**WORK ITEM:**
The response must restate all of the data word for word.

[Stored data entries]
- - - - -

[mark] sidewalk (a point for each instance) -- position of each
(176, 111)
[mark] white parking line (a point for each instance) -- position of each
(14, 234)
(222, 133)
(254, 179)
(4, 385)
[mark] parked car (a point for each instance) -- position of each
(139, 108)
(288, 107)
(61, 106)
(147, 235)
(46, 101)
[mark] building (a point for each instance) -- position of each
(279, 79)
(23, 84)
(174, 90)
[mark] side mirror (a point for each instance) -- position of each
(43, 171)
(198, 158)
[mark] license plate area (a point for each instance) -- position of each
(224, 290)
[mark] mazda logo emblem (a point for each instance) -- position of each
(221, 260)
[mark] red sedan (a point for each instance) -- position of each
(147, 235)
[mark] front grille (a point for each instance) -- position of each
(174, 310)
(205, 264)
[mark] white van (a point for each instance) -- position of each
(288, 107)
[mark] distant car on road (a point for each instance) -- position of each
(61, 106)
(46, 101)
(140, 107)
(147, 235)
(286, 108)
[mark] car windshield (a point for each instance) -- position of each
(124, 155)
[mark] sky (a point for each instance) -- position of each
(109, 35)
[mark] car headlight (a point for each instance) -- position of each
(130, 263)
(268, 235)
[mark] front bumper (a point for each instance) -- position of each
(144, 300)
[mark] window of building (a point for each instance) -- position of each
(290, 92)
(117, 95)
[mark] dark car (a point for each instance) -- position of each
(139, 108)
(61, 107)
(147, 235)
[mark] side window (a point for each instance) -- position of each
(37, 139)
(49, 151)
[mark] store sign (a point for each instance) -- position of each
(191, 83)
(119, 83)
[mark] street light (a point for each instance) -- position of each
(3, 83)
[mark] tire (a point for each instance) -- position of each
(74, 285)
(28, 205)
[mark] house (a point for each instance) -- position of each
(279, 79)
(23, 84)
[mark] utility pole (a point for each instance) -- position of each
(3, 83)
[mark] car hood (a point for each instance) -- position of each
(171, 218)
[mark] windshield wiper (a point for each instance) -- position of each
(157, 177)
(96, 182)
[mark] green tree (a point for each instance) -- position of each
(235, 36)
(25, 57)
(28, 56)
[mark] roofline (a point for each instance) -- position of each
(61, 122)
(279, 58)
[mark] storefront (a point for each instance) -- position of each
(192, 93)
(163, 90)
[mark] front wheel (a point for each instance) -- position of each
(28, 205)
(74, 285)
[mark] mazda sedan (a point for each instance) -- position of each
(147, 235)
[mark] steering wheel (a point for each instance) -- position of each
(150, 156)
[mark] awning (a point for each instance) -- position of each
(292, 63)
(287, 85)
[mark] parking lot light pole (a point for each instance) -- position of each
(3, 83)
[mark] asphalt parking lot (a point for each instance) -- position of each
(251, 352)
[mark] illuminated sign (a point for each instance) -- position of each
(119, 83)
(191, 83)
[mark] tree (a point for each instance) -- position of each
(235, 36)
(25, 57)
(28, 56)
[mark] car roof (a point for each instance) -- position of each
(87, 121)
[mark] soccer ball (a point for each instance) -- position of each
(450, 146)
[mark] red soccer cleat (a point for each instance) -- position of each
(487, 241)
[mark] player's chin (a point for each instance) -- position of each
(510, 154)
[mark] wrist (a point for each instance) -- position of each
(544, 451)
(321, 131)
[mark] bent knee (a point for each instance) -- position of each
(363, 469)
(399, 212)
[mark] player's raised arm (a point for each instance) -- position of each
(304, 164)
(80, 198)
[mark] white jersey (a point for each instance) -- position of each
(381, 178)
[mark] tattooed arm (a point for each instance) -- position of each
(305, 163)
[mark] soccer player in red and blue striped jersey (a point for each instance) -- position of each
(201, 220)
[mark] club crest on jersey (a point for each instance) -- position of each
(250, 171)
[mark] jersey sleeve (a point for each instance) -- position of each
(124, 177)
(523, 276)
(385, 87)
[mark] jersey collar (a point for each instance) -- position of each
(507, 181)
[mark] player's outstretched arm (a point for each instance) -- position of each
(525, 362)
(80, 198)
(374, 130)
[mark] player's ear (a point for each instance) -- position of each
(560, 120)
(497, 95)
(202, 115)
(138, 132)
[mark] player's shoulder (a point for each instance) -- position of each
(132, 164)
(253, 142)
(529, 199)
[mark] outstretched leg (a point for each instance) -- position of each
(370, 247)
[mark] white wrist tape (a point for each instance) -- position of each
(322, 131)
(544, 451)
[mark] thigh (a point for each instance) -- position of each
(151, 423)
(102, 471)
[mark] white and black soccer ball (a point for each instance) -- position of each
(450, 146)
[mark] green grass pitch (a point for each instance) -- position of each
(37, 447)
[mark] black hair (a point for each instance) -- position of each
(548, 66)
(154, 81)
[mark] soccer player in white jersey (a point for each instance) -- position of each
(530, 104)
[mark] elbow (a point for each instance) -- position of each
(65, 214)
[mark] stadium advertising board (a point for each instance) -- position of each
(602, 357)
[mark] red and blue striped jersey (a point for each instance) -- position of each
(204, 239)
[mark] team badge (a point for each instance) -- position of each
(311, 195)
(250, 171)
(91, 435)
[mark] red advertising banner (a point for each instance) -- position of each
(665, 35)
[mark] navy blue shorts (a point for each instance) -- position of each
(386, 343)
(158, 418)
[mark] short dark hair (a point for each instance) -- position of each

- - - - -

**EXPECTED ANSWER:**
[mark] sidewalk (a point for each instance) -- position of each
(176, 111)
[mark] white parking line (a point for each instance) -- position of each
(14, 234)
(222, 133)
(254, 179)
(4, 385)
[mark] parked car (a point for each instance) -- position of each
(139, 108)
(288, 107)
(61, 106)
(147, 235)
(46, 101)
[mark] building (a point for each instance) -- position of each
(279, 79)
(23, 84)
(174, 90)
[mark] side mirror (a point for each instance) -- position of each
(43, 171)
(198, 158)
[mark] license plate area (a point for each instance) -- position of each
(224, 290)
[mark] mazda logo emblem (a point for each instance) -- position of each
(221, 260)
[mark] red sedan (a point for each instance) -- position of each
(147, 235)
[mark] front grille (a point for each instance) -- position of each
(174, 310)
(205, 264)
[mark] white van (a point for each instance) -- position of each
(288, 107)
[mark] distant car on road (a point for each instance) -- position of each
(61, 106)
(46, 101)
(140, 107)
(147, 235)
(286, 108)
[mark] car windshield (a point for each instance) -- position of each
(124, 155)
[mark] sky (a point for each instance) -- position of each
(109, 35)
[mark] car headlight (a point for each instance) -- position of each
(130, 263)
(268, 235)
[mark] front bumper (a point for each instance) -- position of each
(144, 300)
[mark] window of building (a point for each instance) -- position of each
(290, 92)
(117, 95)
[mark] dark car (a point for each instance) -- position of each
(139, 108)
(61, 107)
(147, 235)
[mark] side window (a point for each instance) -- position of each
(37, 139)
(49, 151)
[mark] store sign (a point for each instance) -- position of each
(191, 83)
(119, 83)
[mark] street light (a point for each instance) -- position of each
(3, 83)
[mark] tire (a point for each instance) -- position of each
(74, 285)
(28, 205)
[mark] house (a point for each instance) -- position of each
(279, 79)
(23, 84)
[mark] utility pole (a point for each instance) -- position of each
(3, 83)
[mark] car hood (a point for each instance) -- position of each
(171, 218)
[mark] windshield wiper (a point for each instance) -- position of each
(157, 177)
(96, 182)
[mark] green tree (a point for each instance) -- position of each
(235, 36)
(25, 57)
(28, 56)
[mark] roofline (a point for each instance) -- position of each
(61, 122)
(279, 58)
[mark] storefront (a point for each instance) -- position of each
(192, 93)
(163, 90)
[mark] front wheel (a point for each instance) -- position of each
(28, 205)
(74, 285)
[mark] mazda sedan (a point for each instance) -- position of each
(147, 235)
[mark] steering wheel (a point for each instance) -- position of each
(150, 156)
[mark] awning (a point for each instance) -- position of each
(292, 63)
(287, 85)
[mark] parking lot light pole (a point for each instance) -- position of each
(3, 83)
[mark] asphalt parking lot (a point for each instance) -- position of each
(251, 352)
[mark] illuminated sign (a point for each instance) -- position of each
(119, 83)
(191, 83)
[mark] tree (a point for each instance) -- position of each
(235, 36)
(25, 57)
(28, 56)
[mark] car roof (a point for each instance) -- position of each
(87, 121)
[mark] soccer ball (a point for each instance) -- position of each
(450, 146)
[mark] red soccer cleat (a point for each instance) -- position of each
(487, 241)
[mark] player's chin (a point for each instance) -- position of each
(510, 154)
[mark] wrist (a point for each instance) -- position of each
(544, 451)
(321, 131)
[mark] bent knee (a point for each instance) -- position of each
(363, 469)
(399, 212)
[mark] player's raised arm (a point for each instance) -- position of each
(304, 164)
(80, 198)
[mark] white jersey (a point for each instance) -- position of each
(381, 178)
[mark] tattooed arm (a point for each instance) -- position of each
(305, 163)
[mark] soccer player in red and blue striped jersey (a point for each instance) -- position of each
(201, 220)
[mark] club crest on jersey (a point for each instance) -- position of each
(250, 171)
[mark] jersey sleeve (a point for each instance) -- position of each
(124, 177)
(523, 276)
(385, 87)
[mark] jersey collar (a point for each instance) -- position of each
(507, 181)
[mark] player's outstretched arm (a point for each instance) -- position of each
(525, 362)
(80, 198)
(374, 130)
[mark] player's ear (a point for each instance) -- position of each
(560, 120)
(497, 95)
(202, 115)
(138, 132)
[mark] player's shoulder (a point for each instance) -- position of each
(132, 164)
(253, 142)
(529, 199)
[mark] outstretched leg (a point for each instance) -- position of each
(370, 247)
[mark] white wrist tape (a point for each instance) -- position of each
(322, 131)
(544, 451)
[mark] thigh (a point for each instance) -- position of each
(151, 423)
(102, 471)
[mark] white and black soccer ball (a point for each instance) -- position of each
(450, 146)
[mark] green grass pitch (a point for each instance) -- position of each
(37, 447)
[mark] black hair (a point for each instance) -- position of each
(548, 66)
(154, 81)
[mark] soccer player in white jersey (a point for each instance) -- position of each
(530, 104)
[mark] elbow (a point for each instance) -- position of each
(65, 214)
[mark] stadium advertising board (a point for each instance) -- position of each
(602, 357)
[mark] red and blue striped jersey (a point for each instance) -- position of each
(204, 239)
[mark] team badge (a point for each instance) -- position of each
(311, 195)
(250, 171)
(91, 435)
[mark] red advertising banner (a point for each instance) -- position of each
(665, 35)
[mark] navy blue shorts (a point for each instance) -- position of each
(386, 343)
(158, 418)
[mark] short dark hair (a point for each instance) -- position of each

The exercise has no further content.